### WHAT YOU SHOULD DO
Reproduce every one of the following records line for line, without changing anything.

### TASK INPUT

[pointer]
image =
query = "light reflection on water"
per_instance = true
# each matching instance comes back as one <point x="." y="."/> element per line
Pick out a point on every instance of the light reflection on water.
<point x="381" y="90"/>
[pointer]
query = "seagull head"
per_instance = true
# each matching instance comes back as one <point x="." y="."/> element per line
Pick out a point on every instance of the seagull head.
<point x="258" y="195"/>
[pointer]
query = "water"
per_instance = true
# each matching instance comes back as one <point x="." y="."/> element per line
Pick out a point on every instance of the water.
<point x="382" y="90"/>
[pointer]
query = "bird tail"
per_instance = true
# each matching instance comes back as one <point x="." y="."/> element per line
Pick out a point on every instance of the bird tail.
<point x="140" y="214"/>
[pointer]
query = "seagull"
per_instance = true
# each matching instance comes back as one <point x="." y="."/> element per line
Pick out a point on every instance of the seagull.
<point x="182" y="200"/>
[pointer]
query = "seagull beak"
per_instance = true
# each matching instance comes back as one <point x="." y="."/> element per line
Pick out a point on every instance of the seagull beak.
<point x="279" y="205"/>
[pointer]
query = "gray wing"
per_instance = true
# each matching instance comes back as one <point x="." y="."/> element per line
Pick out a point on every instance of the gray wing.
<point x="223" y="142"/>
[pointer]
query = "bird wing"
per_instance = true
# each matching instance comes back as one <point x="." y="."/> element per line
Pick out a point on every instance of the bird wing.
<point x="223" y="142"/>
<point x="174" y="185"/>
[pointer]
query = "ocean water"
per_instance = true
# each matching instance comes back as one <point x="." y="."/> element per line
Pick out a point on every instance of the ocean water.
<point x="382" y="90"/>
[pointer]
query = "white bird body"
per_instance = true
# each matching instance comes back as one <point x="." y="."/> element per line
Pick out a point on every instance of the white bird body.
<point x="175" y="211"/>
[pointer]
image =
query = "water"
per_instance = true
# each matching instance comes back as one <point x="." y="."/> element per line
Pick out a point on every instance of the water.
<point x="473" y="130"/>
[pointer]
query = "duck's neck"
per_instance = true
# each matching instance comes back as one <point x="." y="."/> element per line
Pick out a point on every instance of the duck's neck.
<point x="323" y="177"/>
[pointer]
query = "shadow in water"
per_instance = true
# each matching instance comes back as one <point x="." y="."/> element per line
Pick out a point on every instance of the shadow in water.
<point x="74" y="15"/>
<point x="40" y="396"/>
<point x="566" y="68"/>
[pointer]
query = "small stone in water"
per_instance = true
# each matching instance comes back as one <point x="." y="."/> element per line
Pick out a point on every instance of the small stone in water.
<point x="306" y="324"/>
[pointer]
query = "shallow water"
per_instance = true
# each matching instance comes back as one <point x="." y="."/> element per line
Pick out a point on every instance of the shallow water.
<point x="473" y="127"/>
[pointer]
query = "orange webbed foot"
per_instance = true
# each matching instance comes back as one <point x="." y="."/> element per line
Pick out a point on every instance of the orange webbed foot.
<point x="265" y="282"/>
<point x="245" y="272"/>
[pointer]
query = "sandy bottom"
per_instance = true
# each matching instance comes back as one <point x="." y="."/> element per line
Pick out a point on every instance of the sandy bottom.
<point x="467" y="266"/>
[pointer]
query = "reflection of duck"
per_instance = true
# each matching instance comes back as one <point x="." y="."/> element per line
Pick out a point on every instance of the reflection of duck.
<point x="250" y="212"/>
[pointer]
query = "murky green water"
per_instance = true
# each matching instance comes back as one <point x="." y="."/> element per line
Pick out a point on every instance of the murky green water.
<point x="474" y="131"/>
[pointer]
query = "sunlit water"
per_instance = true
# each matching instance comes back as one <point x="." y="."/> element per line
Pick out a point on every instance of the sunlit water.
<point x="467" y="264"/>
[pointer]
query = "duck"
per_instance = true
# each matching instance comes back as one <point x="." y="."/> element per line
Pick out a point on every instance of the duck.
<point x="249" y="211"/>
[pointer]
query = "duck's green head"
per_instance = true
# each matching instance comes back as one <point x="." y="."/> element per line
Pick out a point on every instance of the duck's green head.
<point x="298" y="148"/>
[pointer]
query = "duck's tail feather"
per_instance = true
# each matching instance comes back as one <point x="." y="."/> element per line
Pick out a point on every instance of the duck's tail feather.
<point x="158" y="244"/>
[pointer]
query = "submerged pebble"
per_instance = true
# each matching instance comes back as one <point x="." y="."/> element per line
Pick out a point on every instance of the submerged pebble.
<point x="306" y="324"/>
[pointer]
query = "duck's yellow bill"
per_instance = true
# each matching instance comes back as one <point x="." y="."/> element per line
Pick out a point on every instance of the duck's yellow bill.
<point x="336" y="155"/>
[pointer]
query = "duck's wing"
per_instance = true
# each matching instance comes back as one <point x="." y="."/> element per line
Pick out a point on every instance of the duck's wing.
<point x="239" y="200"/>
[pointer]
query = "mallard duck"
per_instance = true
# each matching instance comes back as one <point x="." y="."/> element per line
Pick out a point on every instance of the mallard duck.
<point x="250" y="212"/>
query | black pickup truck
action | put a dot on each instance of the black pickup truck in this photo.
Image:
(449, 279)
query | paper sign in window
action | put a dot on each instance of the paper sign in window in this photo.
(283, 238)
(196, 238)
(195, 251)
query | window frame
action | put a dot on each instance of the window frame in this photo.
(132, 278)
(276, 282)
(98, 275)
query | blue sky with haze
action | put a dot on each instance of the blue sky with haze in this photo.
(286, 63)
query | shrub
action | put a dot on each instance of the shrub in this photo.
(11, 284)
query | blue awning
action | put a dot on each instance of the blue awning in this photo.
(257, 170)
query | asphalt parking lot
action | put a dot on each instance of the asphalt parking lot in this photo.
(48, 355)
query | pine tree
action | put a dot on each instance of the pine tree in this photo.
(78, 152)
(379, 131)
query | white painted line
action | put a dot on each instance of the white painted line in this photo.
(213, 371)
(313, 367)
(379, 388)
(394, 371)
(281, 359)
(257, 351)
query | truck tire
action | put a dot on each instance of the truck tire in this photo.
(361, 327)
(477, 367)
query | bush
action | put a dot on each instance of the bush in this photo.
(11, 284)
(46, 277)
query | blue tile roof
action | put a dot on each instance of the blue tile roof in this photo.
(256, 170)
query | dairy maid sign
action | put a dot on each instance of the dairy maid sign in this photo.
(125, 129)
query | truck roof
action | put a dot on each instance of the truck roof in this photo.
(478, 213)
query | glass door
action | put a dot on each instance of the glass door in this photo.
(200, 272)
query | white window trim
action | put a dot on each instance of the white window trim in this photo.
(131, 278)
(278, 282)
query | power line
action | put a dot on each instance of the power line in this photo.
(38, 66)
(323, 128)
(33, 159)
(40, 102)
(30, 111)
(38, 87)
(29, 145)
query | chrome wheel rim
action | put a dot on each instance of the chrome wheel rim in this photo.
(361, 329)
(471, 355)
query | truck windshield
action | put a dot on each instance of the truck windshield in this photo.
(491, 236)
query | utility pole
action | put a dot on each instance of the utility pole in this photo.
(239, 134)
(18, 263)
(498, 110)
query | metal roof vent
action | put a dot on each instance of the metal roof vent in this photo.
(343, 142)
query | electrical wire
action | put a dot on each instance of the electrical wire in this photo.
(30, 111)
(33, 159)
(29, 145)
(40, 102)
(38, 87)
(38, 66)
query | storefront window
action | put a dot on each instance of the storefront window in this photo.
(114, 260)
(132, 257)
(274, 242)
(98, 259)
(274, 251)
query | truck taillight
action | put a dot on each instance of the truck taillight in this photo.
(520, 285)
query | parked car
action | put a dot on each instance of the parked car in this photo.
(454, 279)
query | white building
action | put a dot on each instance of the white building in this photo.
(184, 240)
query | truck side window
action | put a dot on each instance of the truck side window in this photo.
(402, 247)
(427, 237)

### RESPONSE
[pointer]
image =
query = "light reflection on water"
per_instance = true
# each matching instance comes back as one <point x="." y="."/> element per line
Pick out a point on every instance of the light reflection on water.
<point x="381" y="90"/>
[pointer]
query = "seagull head"
per_instance = true
# each matching instance comes back as one <point x="." y="."/> element per line
Pick out a point on every instance of the seagull head.
<point x="258" y="195"/>
[pointer]
query = "water"
per_instance = true
# each matching instance comes back as one <point x="." y="."/> element per line
Pick out a point on every instance of the water.
<point x="382" y="90"/>
[pointer]
query = "bird tail"
per_instance = true
# each matching instance comes back as one <point x="." y="."/> element per line
Pick out a point on every instance of the bird tail.
<point x="140" y="214"/>
[pointer]
query = "seagull"
per_instance = true
# each matching instance comes back as one <point x="." y="."/> element per line
Pick out a point on every instance of the seagull.
<point x="182" y="200"/>
[pointer]
query = "seagull beak"
per_instance = true
# each matching instance comes back as one <point x="." y="."/> element per line
Pick out a point on every instance of the seagull beak.
<point x="279" y="205"/>
[pointer]
query = "gray wing"
per_instance = true
# each matching instance comes back as one <point x="." y="."/> element per line
Pick out a point on every instance of the gray wing.
<point x="223" y="142"/>
[pointer]
query = "bird wing"
per_instance = true
# each matching instance comes back as one <point x="." y="."/> element per line
Pick out a point on every instance of the bird wing.
<point x="223" y="142"/>
<point x="174" y="185"/>
[pointer]
query = "ocean water"
per_instance = true
# each matching instance comes back as one <point x="." y="."/> element per line
Pick out a point on every instance of the ocean water.
<point x="382" y="90"/>
[pointer]
query = "white bird body"
per_instance = true
# each matching instance comes back as one <point x="." y="."/> element per line
Pick out a point on every instance of the white bird body.
<point x="175" y="211"/>
[pointer]
image =
query = "water"
per_instance = true
# each matching instance comes back as one <point x="." y="."/> element per line
Pick out a point on every instance of the water.
<point x="473" y="130"/>
[pointer]
query = "duck's neck"
per_instance = true
# each matching instance comes back as one <point x="." y="."/> element per line
Pick out a point on every instance of the duck's neck.
<point x="323" y="177"/>
[pointer]
query = "shadow in water"
per_instance = true
# each matching instance comes back as one <point x="." y="."/> element per line
Pick out a point on every instance of the shadow in water.
<point x="74" y="15"/>
<point x="40" y="396"/>
<point x="566" y="68"/>
[pointer]
query = "small stone in water"
per_instance = true
# each matching instance comes back as one <point x="." y="."/> element per line
Pick out a point on every instance of the small stone in water.
<point x="306" y="324"/>
[pointer]
query = "shallow water"
per_instance = true
# each matching instance comes back as one <point x="." y="."/> element per line
Pick out a point on every instance of the shallow water.
<point x="473" y="127"/>
[pointer]
query = "orange webbed foot"
per_instance = true
# each matching instance comes back as one <point x="." y="."/> element per line
Pick out a point on every instance of the orange webbed foot.
<point x="265" y="282"/>
<point x="245" y="272"/>
[pointer]
query = "sandy bottom"
per_instance = true
# each matching instance comes back as one <point x="." y="."/> element per line
Pick out a point on every instance of the sandy bottom.
<point x="467" y="266"/>
[pointer]
query = "reflection of duck"
per_instance = true
# each matching instance comes back as one <point x="." y="."/> element per line
Pick out a point on every instance of the reflection of duck.
<point x="250" y="212"/>
[pointer]
query = "murky green water"
per_instance = true
# each matching instance comes back as one <point x="." y="."/> element per line
Pick out a point on every instance of the murky green water.
<point x="474" y="131"/>
[pointer]
query = "sunlit water"
per_instance = true
# each matching instance comes back as one <point x="." y="."/> element per line
Pick out a point on every instance of the sunlit water.
<point x="467" y="264"/>
[pointer]
query = "duck"
per_instance = true
# each matching instance comes back as one <point x="." y="."/> element per line
Pick out a point on every instance of the duck.
<point x="249" y="211"/>
[pointer]
query = "duck's green head"
per_instance = true
# each matching instance comes back as one <point x="." y="."/> element per line
Pick out a point on every instance of the duck's green head.
<point x="298" y="148"/>
[pointer]
query = "duck's tail feather"
per_instance = true
# each matching instance comes back as one <point x="." y="."/> element per line
Pick out a point on every instance of the duck's tail feather.
<point x="158" y="244"/>
[pointer]
query = "submerged pebble"
per_instance = true
# each matching instance comes back as one <point x="." y="."/> element per line
Pick out a point on every instance of the submerged pebble.
<point x="306" y="324"/>
[pointer]
query = "duck's yellow bill"
per_instance = true
# each matching instance comes back as one <point x="." y="."/> element per line
Pick out a point on every instance of the duck's yellow bill.
<point x="336" y="155"/>
[pointer]
query = "duck's wing"
per_instance = true
# each matching instance comes back as one <point x="." y="."/> element per line
Pick out a point on every instance of the duck's wing.
<point x="239" y="200"/>
[pointer]
query = "mallard duck"
per_instance = true
# each matching instance comes back as one <point x="." y="."/> element per line
Pick out a point on every instance of the mallard duck.
<point x="250" y="212"/>
query | black pickup truck
action | put a dot on each instance of the black pickup truck in this photo.
Image:
(449, 279)
query | paper sign in window
action | put a dot on each instance of the paper sign in window in this photo.
(283, 238)
(196, 238)
(195, 251)
query | window frame
action | put a dot on each instance of the window frame in this photo.
(132, 278)
(276, 282)
(98, 275)
query | blue sky with haze
action | put a dot on each instance of the blue sky with haze in this photo.
(286, 63)
query | shrub
action | put a dot on each instance of the shrub in this photo.
(11, 284)
query | blue awning
action | put a dot on each instance of the blue awning in this photo.
(257, 170)
query | asphalt parking lot
action | put a dot on each instance of the asphalt parking lot in this photo.
(48, 355)
query | pine tree
action | put a dot on each instance of the pine tree in this photo.
(78, 152)
(379, 131)
query | white painted line
action | put a dot on each instance of the white painted line in this photo.
(213, 371)
(313, 367)
(379, 388)
(394, 371)
(281, 359)
(257, 351)
query | truck tire
action | put a dot on each instance of the truck tire in this photo.
(361, 327)
(477, 367)
query | bush
action | put a dot on each instance of the bush in this photo.
(11, 284)
(46, 277)
query | blue tile roof
action | put a dot on each instance of the blue tile roof in this photo.
(256, 170)
query | dairy maid sign
action | put a dot on each instance of the dairy maid sign in this photo.
(125, 129)
query | truck roof
action | put a dot on each instance of the truck roof in this photo.
(478, 213)
query | glass door
action | put a dot on each instance of the glass door in this photo.
(200, 272)
query | white window trim
action | put a dot on each instance of the white window trim in this photo.
(131, 278)
(278, 282)
query | power line
action | put a dot on each instance of the power line in this photo.
(38, 66)
(323, 128)
(33, 159)
(40, 102)
(30, 111)
(38, 87)
(29, 145)
query | chrome wheel rim
action | put a dot on each instance of the chrome wheel rim in this photo.
(361, 329)
(471, 355)
query | truck windshield
action | put a dot on each instance of the truck windshield in this photo.
(491, 236)
query | utility pole
action | put a dot on each instance of the utility pole in this photo.
(239, 134)
(18, 263)
(498, 110)
query | metal roof vent
action | put a dot on each instance of the metal roof vent in this photo.
(343, 142)
query | electrical wire
action | put a dot on each instance of the electrical wire in this photo.
(30, 111)
(33, 159)
(29, 145)
(40, 102)
(38, 87)
(38, 66)
query | storefront window
action | put a dot on each instance of the storefront window in this photo.
(114, 260)
(132, 257)
(274, 242)
(98, 259)
(274, 251)
query | truck taillight
action | put a dot on each instance of the truck taillight in this photo.
(520, 285)
query | parked car
action | put a dot on each instance of the parked car in this photo.
(454, 279)
query | white building
action | put a dot on each instance of the white building in this photo.
(184, 240)
query | truck side window
action | put a dot on each instance of the truck side window in this photo.
(402, 247)
(427, 237)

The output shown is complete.